* _Text block_
☆ ☆ ☆ ☆ ☆

You can get a thermostat that will cut power and reenable it at a set temperature. They are used for brewing but I use them for science and steaks. It will give you fine control within a degree or two.
As I remember, counterintuitively, the shape that your crystal grows into depends on the direction of slowest growth. So I imagine the c direction is the slowest to grow. Hence the picture of a hexagonal prism taller than it is wide is probably not possible because the crystal will grow outwards faster than upwards.
Veritasium has a great video on snowflake growth, and gets to work with a scientist actually growing snowflakes. The crystal growth is very dependent on the exact temp and humidity.
If Technology Connections is to be believed, things would probably be improved by using a chest freezer, rather than a standing unit on a refrigerator.
Sounds like you’d want a PID controller to keep the “air” at -1C. Either using a variable-displacement compressor, or just a bunch of peltiers. Directly cooling the vacuum chamber, not in a freezer, maybe in a fridge. If there are “inverter” freezers out there, they’d be a good target for altering the control loop. Another idea is to use a variable frequency drive to power a regular freezer. A simple TRIAC circuit might work too, maybe. -2 - -4 degrees is under shooting I’d say, you should be able to get more accurate than that so long as you go for a good thermal sensor.

☆ ☆ ☆ ☆ ☆

* _Supplied information_

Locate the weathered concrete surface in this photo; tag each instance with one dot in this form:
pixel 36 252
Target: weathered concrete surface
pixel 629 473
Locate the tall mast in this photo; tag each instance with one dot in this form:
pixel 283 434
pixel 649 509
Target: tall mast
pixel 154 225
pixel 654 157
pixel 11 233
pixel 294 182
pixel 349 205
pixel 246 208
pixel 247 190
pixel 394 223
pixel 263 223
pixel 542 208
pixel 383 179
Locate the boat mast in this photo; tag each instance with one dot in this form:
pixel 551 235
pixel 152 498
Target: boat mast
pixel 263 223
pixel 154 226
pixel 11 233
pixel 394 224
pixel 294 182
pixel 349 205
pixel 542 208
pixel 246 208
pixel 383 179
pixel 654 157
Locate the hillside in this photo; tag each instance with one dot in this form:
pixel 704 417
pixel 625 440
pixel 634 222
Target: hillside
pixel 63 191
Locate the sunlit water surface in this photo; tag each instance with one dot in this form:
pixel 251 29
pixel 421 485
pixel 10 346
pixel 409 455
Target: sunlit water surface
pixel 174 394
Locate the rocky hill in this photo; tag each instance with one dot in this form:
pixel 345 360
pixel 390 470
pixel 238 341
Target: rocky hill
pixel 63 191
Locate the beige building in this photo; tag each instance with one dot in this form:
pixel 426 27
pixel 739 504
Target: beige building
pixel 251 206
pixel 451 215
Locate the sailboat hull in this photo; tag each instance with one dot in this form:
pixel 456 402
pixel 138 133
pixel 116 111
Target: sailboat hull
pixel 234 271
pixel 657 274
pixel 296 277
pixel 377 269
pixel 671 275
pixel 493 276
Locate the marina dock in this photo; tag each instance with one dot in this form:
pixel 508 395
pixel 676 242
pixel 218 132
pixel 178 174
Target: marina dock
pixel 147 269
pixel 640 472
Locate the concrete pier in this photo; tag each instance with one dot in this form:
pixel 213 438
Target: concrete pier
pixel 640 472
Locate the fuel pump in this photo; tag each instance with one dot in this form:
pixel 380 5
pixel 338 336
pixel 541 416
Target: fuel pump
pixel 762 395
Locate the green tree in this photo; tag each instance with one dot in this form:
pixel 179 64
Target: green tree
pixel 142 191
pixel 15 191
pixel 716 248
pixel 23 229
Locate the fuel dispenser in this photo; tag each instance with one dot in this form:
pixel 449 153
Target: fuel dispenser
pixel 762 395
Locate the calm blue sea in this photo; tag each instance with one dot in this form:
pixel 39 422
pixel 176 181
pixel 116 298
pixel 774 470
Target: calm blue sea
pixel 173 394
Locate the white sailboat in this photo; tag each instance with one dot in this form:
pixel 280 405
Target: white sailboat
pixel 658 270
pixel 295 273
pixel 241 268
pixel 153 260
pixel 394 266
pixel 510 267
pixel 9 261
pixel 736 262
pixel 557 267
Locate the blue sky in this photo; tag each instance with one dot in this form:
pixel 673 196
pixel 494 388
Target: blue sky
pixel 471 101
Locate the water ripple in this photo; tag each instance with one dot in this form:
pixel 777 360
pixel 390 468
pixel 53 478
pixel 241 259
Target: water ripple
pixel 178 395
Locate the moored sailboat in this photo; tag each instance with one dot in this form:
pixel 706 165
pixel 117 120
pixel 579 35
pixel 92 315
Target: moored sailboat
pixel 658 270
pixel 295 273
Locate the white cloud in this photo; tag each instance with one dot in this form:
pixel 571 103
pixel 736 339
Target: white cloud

☆ ☆ ☆ ☆ ☆

* _Exercise directions_
Duplicate the passage of the comments on crystal growth and freezer temperature control above, from "Veritasium has a" up to and including "temp and humidity.".

* _Written solution_
Veritasium has a great video on snowflake growth, and gets to work with a scientist actually growing snowflakes. The crystal growth is very dependent on the exact temp and humidity.